EXERCISE REQUIREMENTS: In the records below, one line contains "If you could mark the splashing". Print that line and every line after it exactly, down to the final one.

RECORDED INFORMATION:

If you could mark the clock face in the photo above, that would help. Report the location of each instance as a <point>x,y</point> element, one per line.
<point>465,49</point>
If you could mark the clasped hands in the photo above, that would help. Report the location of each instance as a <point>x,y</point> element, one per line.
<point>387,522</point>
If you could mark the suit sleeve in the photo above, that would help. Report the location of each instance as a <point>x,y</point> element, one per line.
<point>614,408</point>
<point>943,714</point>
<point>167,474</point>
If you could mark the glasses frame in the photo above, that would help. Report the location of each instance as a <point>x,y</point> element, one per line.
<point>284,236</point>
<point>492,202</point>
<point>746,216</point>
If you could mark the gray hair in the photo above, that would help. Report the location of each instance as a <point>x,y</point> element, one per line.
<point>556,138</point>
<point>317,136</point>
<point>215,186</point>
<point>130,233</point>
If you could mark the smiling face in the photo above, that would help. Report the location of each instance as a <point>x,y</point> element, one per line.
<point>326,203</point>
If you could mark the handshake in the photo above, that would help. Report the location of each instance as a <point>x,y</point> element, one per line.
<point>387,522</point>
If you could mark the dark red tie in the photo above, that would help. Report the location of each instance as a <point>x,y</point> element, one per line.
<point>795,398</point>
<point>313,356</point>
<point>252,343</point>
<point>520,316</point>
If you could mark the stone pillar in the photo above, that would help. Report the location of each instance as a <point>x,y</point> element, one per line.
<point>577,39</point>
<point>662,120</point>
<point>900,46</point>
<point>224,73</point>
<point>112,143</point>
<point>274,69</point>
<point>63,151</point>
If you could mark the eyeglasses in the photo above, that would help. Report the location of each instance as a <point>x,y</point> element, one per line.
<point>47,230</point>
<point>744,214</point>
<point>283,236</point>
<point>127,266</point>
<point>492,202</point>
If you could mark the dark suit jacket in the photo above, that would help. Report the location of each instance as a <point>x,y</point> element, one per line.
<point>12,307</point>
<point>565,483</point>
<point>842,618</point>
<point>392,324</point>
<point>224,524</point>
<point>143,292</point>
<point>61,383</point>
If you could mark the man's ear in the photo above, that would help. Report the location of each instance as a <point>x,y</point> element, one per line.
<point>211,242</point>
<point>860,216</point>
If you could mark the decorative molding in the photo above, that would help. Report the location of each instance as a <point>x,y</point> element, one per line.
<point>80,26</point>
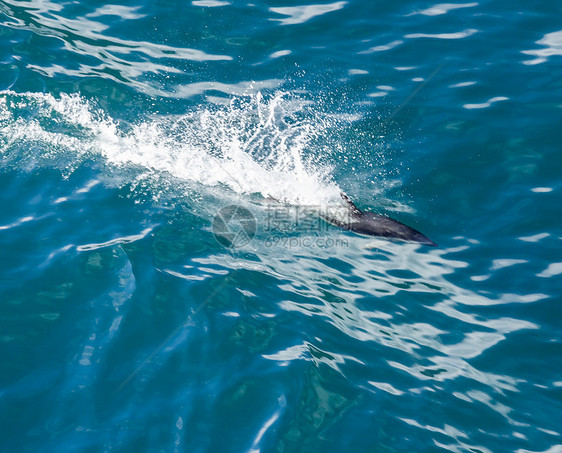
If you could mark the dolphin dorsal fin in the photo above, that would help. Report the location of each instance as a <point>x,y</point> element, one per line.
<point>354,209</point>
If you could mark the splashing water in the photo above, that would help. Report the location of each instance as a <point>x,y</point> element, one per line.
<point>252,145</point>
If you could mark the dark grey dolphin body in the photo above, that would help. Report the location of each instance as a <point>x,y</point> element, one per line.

ANSWER SPACE:
If you could mark the splashing water in the photo above, that would help. Report the location of each instance as a <point>x,y</point> element, one per line.
<point>252,145</point>
If you could mark the dark grey dolphin body in the photo above, that would help. Report the location of each instance as a <point>x,y</point> element, one per line.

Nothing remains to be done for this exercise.